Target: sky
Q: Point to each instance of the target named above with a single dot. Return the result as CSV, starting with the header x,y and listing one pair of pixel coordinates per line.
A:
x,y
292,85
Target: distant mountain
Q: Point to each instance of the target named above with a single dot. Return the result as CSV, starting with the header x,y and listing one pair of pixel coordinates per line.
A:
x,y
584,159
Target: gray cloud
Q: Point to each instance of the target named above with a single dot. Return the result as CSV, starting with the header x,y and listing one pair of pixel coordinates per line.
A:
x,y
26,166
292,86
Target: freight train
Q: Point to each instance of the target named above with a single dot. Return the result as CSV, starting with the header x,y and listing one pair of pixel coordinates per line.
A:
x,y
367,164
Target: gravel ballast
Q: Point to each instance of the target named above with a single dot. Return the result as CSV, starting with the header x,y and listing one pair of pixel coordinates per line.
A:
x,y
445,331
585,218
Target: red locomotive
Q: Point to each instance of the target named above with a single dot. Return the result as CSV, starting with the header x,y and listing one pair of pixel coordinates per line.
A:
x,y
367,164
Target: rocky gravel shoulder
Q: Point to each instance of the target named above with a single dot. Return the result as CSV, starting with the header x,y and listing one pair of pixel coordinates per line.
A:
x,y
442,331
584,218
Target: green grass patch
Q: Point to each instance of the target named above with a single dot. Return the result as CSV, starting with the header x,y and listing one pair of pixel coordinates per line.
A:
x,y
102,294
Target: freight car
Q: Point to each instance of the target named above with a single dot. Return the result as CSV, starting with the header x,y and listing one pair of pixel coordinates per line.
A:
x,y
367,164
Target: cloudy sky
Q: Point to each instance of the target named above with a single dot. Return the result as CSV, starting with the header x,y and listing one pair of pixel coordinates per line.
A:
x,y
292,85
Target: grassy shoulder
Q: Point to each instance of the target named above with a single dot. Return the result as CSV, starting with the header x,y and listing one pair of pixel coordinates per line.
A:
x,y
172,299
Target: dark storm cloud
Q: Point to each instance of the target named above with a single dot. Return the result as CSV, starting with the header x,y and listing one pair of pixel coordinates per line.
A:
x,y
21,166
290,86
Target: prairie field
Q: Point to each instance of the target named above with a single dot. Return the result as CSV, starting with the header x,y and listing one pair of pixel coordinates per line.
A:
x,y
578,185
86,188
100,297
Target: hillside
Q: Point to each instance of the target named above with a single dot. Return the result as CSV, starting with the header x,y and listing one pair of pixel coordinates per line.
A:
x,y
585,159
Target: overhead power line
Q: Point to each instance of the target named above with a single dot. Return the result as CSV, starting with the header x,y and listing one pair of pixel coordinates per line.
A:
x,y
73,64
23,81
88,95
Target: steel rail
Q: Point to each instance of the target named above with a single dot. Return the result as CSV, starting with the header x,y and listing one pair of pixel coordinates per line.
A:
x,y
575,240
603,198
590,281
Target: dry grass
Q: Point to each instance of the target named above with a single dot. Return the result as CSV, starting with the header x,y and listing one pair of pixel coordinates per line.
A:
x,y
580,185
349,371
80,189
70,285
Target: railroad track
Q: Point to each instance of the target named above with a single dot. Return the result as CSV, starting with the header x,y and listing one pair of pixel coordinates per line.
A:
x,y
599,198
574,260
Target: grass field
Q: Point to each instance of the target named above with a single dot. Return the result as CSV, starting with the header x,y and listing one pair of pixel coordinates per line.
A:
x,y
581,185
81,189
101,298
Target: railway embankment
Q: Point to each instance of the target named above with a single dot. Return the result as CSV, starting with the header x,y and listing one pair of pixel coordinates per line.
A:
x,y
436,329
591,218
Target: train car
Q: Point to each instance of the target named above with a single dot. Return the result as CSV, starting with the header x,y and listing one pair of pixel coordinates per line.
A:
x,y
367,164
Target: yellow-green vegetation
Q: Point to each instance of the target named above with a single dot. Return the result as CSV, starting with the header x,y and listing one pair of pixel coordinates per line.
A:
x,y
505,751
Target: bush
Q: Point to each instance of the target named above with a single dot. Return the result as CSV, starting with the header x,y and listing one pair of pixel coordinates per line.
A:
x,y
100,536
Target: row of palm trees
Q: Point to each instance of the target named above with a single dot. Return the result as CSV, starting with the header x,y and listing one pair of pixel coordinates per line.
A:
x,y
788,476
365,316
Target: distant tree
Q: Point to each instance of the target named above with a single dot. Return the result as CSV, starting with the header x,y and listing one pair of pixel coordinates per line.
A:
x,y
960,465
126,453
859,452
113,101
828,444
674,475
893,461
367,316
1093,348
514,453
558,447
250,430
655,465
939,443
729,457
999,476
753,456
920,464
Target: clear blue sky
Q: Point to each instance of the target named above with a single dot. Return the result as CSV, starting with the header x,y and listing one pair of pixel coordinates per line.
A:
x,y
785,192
# # # # #
What is asked ::
Above are the records; copy exactly the lines from the one with "Target: row of palm trees" through the final line.

Exercise output ::
Target: row of palm trees
Q: Point to each instance of the target named above with a single dot. Return the result as CSV, starting with the header x,y and listing one pair of pixel coordinates per line.
A:
x,y
788,476
365,316
Target: distant tree
Q: Point to each instance of the target named above with a single dot. Return the result as CSV, starting with the header x,y and listing one pair of pixel coordinates per line.
A:
x,y
960,465
126,453
859,452
113,101
828,444
674,475
893,461
367,316
1093,348
514,453
558,447
250,430
655,465
939,443
729,457
999,476
753,456
920,464
Target: clear blue sky
Q: Point to each instance of the target named above with a single dot. Return the result as CSV, starting with the header x,y and listing one pair of pixel coordinates per line.
A:
x,y
785,192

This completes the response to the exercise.